INPUT ROWS >>
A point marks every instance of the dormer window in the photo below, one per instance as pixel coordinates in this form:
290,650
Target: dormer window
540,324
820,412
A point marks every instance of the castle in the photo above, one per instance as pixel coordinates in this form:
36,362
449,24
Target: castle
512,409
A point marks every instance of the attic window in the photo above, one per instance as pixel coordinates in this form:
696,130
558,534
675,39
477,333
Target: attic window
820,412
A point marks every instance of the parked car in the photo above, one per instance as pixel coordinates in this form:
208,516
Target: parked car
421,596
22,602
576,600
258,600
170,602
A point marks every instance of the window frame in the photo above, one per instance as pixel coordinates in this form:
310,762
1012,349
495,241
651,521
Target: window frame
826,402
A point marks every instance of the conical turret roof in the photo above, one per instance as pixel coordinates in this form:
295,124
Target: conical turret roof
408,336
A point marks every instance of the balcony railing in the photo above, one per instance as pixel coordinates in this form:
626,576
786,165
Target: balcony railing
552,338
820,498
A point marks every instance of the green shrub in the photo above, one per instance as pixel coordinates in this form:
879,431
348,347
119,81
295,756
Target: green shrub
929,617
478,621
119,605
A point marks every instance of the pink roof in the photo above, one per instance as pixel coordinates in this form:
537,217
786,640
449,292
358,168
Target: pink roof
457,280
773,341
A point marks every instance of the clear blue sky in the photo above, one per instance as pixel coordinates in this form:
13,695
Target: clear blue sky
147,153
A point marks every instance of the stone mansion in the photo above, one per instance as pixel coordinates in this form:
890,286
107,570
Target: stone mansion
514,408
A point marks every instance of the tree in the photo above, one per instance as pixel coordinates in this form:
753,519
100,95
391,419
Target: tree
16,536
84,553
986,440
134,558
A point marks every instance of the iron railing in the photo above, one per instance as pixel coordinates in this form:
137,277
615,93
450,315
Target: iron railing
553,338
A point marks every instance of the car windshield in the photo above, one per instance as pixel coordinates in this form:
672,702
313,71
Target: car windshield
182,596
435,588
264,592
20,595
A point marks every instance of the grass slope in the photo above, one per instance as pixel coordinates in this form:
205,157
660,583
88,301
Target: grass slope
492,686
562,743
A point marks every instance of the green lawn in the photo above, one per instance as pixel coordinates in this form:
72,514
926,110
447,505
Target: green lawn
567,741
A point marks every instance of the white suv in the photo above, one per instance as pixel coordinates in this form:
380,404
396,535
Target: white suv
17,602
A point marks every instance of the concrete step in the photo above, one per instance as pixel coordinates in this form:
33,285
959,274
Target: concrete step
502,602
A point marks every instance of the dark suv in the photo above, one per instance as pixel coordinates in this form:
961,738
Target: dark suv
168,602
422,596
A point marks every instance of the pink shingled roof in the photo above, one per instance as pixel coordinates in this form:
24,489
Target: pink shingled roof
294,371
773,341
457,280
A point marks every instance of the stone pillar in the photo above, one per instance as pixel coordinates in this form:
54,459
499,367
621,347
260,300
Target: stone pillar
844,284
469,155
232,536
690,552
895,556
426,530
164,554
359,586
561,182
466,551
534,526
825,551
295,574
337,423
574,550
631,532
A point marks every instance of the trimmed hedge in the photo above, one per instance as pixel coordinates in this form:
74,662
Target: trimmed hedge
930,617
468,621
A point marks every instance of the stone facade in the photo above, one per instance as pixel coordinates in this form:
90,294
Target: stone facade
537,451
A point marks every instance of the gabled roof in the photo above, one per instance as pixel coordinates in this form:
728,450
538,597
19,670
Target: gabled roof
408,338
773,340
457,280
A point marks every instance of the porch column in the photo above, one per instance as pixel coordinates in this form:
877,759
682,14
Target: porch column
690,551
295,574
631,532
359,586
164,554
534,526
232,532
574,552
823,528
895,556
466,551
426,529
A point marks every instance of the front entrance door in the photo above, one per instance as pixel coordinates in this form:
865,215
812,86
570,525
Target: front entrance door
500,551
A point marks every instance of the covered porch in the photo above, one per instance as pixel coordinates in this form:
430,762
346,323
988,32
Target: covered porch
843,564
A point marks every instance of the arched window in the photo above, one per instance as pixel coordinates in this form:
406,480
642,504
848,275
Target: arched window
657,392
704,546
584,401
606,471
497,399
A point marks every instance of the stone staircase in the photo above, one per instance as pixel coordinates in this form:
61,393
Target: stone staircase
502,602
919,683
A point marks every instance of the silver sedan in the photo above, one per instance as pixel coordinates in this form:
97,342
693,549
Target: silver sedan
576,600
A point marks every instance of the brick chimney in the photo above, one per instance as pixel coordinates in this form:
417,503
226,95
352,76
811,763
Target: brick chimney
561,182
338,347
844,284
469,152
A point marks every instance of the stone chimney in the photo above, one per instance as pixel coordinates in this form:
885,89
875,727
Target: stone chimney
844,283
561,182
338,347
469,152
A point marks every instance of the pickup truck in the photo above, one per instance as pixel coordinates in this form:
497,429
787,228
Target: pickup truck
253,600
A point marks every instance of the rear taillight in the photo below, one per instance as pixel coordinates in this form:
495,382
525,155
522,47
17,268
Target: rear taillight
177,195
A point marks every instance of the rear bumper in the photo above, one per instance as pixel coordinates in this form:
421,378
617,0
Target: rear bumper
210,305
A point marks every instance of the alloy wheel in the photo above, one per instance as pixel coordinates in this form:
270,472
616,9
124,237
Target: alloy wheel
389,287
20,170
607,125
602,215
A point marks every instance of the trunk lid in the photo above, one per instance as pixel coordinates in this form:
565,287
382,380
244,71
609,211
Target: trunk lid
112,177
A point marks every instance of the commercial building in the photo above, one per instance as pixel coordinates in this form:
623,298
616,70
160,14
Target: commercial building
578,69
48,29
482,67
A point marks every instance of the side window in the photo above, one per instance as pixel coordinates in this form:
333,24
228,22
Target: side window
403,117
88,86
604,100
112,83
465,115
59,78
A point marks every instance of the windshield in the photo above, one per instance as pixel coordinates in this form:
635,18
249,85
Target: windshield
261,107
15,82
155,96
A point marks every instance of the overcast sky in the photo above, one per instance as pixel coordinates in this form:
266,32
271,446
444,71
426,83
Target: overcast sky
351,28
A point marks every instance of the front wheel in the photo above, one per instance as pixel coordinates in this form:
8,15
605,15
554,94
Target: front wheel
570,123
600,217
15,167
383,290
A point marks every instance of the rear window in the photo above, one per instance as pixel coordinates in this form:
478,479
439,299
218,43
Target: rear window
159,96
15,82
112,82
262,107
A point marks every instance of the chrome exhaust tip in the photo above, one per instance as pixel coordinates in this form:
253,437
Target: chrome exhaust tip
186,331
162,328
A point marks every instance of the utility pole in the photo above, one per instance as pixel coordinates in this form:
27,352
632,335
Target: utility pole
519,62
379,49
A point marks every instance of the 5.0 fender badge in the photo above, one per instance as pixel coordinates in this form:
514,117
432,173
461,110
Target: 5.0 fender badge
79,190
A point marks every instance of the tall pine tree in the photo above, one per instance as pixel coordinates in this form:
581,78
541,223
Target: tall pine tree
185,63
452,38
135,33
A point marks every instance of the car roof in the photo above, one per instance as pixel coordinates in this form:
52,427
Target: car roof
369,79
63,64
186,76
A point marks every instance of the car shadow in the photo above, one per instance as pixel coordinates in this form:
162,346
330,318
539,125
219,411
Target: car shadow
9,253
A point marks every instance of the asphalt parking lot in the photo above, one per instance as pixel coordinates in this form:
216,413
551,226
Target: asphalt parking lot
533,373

TASK BRIEF >> Restate each entry exactly, skipping none.

THE REPLY >>
A point marks every instance of the dormer window in the photo below, one per instance as pixel coordinates in this form:
290,650
Target: dormer window
540,324
820,412
A point marks every instance of the castle in the photo above, one per instance as pixel coordinates in this form:
36,362
449,24
Target: castle
512,409
A point marks every instance of the attic window in the photo above, one per instance as pixel coordinates in this form:
696,130
558,534
675,39
477,333
Target: attic window
820,412
A point marks every instance of the parked car in the photo above, one per instance as pixel coordinates in this form:
208,516
Target: parked car
421,596
22,602
576,600
258,600
170,602
A point marks every instance of the window frame in the photo above, one per instance as pixel coordinates in this form:
310,762
1012,349
495,241
651,521
Target: window frame
826,402
A point marks every instance of the conical turret roof in the photo above, one per instance as pixel coordinates in this form:
295,124
Target: conical turret roof
408,336
A point marks every instance of the balcony railing in the photo above, one per instance as pixel coordinates in this form:
626,576
786,165
Target: balcony railing
552,338
820,498
A point marks every instance of the green shrub in the photo above, one per instance as pixel coordinates in this form:
879,431
348,347
119,81
295,756
Target: green shrub
929,617
478,621
119,605
A point marks every instance of the pink roof in the photo above, one per instance as pixel coordinates in this form:
537,217
786,640
449,292
358,168
Target: pink roof
457,280
773,341
A point marks every instance of the clear blue sky in the photo above, one per instance as pixel coordinates in this form:
13,695
Target: clear blue sky
147,153
A point marks every instance of the stone mansion in the photo above, one per instance as pixel coordinates in this form:
890,286
107,570
Target: stone mansion
514,408
A point marks every instance of the tree in the photo above, one per instance as pixel coordinates in this form:
753,519
100,95
391,419
Target: tree
16,536
84,553
986,440
134,558
A point marks every instance of the iron railing in the photo above, one per instance as pixel coordinates in this form:
137,277
615,93
450,315
Target: iron railing
553,338
A point marks every instance of the car windshield in the photo above, one per instance as pixel coordinates in this form:
672,702
313,71
Target: car windshield
182,596
435,588
264,592
20,595
A point marks every instance of the grass slope in the photo above, one per instance as pixel coordinates in this form:
205,157
660,583
88,301
Target: grass slope
492,686
562,743
A point marks every instance of the green lawn in the photo above, one per instance as pixel coordinates in this form:
72,514
926,110
447,505
Target: green lawn
567,741
A point marks every instance of the white suv in the photo above, one per instance as pixel coordinates in this form:
380,404
396,535
Target: white suv
17,602
A point marks every instance of the concrete step in the photo above, one per instance as pixel coordinates in this form:
33,285
959,274
Target: concrete step
502,602
A point marks every instance of the dark suv in the photo above, one per instance as pixel coordinates in this form:
961,738
Target: dark suv
168,602
422,596
A point marks every instance of the pink shingled roof in the photo above, one per instance as pixel coordinates in this form:
24,489
Target: pink shingled roof
294,371
773,341
457,280
A point marks every instance of the stone pillar in the photo above, one per instance as pixel coordinates in this form:
54,459
499,367
621,347
260,300
Target: stone pillar
844,284
469,155
232,536
690,552
895,556
426,530
164,554
359,586
561,182
466,551
534,526
825,551
295,574
337,423
574,550
631,532
A point marks every instance of the trimmed hedge in the photo above, one per instance as pixel coordinates in this form:
74,662
Target: trimmed hedge
930,617
468,621
A point marks every instance of the stone facade in the photo above, one per instance as pixel coordinates in this form:
90,294
Target: stone facade
537,451
A point marks every instance of the gabled roof in the photo above, one per instance as pixel coordinates in this form:
728,450
538,597
19,670
Target: gabled roof
408,338
773,340
457,280
A point marks every instance of the porch column in the photo above, one per instance as pixel coordinates in this form:
877,759
682,14
Target: porch column
690,551
295,574
631,532
359,586
164,554
534,526
232,532
574,552
823,528
895,556
466,551
426,529
A point marks every instance of the front entrance door in the photo above, one per instance as pixel coordinates in this form:
865,215
812,86
570,525
Target: front entrance door
500,551
A point marks every instance of the covered porch in the photo above, one per instance as pixel coordinates in this form:
430,762
346,323
988,32
Target: covered porch
843,564
A point marks every instance of the arched window in the photo above, one per instance as pixel coordinates in this form:
406,480
642,504
848,275
Target: arched window
657,392
704,546
584,401
606,471
497,399
A point marks every instance of the stone staircase in the photo above, one per instance as pixel coordinates in this form:
61,393
Target: stone staircase
502,602
919,683
A point marks every instance of the silver sedan in the photo above, one per instance as pixel coordinates in this form:
97,342
693,549
Target: silver sedan
576,600
A point marks every instance of the brick chimney in the photo above, one per instance as pixel coordinates in this form:
417,503
226,95
352,76
811,763
Target: brick chimney
561,182
338,347
844,284
469,152
A point marks every instance of the stone chimney in the photo above, one per instance as pixel coordinates in this form:
885,89
875,727
Target: stone chimney
844,283
561,182
338,347
469,152
A point marks every instance of the pickup truck in the photo above, one per instance as pixel coordinates in this form:
497,429
787,228
Target: pickup truck
253,600
A point marks every instance of the rear taillight in the photo below, one per instance as pixel coordinates in this form:
495,382
525,155
522,47
17,268
Target: rear taillight
177,195
A point marks every instance of the rear bumper in the photo above, one per instance as pixel coordinates in this form:
421,378
617,0
Target: rear bumper
210,305
A point marks every instance of the alloy wheel in the photo above, one per instance as pixel coordinates in this form:
270,472
616,9
124,237
Target: alloy wheel
389,287
20,170
607,125
602,215
A point marks every instance of the trunk lid in the photo above, one per instance as pixel coordinates in this form:
565,287
382,380
244,71
609,211
Target: trunk lid
112,177
A point marks every instance of the commercial building in the photo above, one per instance as pixel coordinates in this form:
623,298
616,70
160,14
Target: commercial building
578,69
48,29
482,67
A point marks every instance of the side window in the photo above, one per instance as pixel coordinates in this form:
333,24
228,22
Target: side window
403,117
88,86
604,100
112,83
465,115
59,78
A point marks every instance of the windshield in the photo above, one per instance as pixel coordinates in this form:
635,18
249,85
Target: windshield
261,107
15,82
155,96
A point marks every instance of the overcast sky in the photo above, one per instance as pixel coordinates in this form:
266,32
271,446
444,71
426,83
Target: overcast sky
351,28
A point marks every instance of the front wheel in the photo above, one per instance as pixel coordinates in this form:
8,15
605,15
554,94
Target: front wheel
570,123
600,217
15,167
383,290
A point marks every instance of the rear window in the photo above, one per instance as pixel coordinates in this form:
478,479
439,299
218,43
Target: rear window
159,96
15,82
112,82
262,107
A point marks every instance of the chrome exhaust tip in the photo above, one per instance as pixel coordinates in this form:
253,437
Target: chrome exhaust tip
186,331
162,328
A point marks every instance of the utility pole in the photo above, one per instance as pixel coordinates in this form:
27,352
632,335
Target: utility pole
519,62
379,49
A point marks every instance of the 5.0 fender badge in the photo above, one per instance as pixel coordinates in this form:
514,117
432,173
461,110
Target: 5.0 fender badge
79,190
A point marks every instance of the tall pine tree in the photo above, one per instance as pixel coordinates in this form:
581,78
541,223
Target: tall pine tree
185,63
452,38
135,33
A point marks every instance of the car roof in the photo above, one per instance as pixel coordinates in this form:
52,427
Target: car roof
369,79
63,64
186,76
A point marks every instance of the car shadow in the photo above, one per instance as pixel coordinates in this form:
162,346
330,318
539,125
219,411
Target: car shadow
9,253
A point marks every instance of the asphalt parking lot in the photo above, one per instance as pixel coordinates in this form:
216,413
551,226
Target: asphalt parking lot
533,373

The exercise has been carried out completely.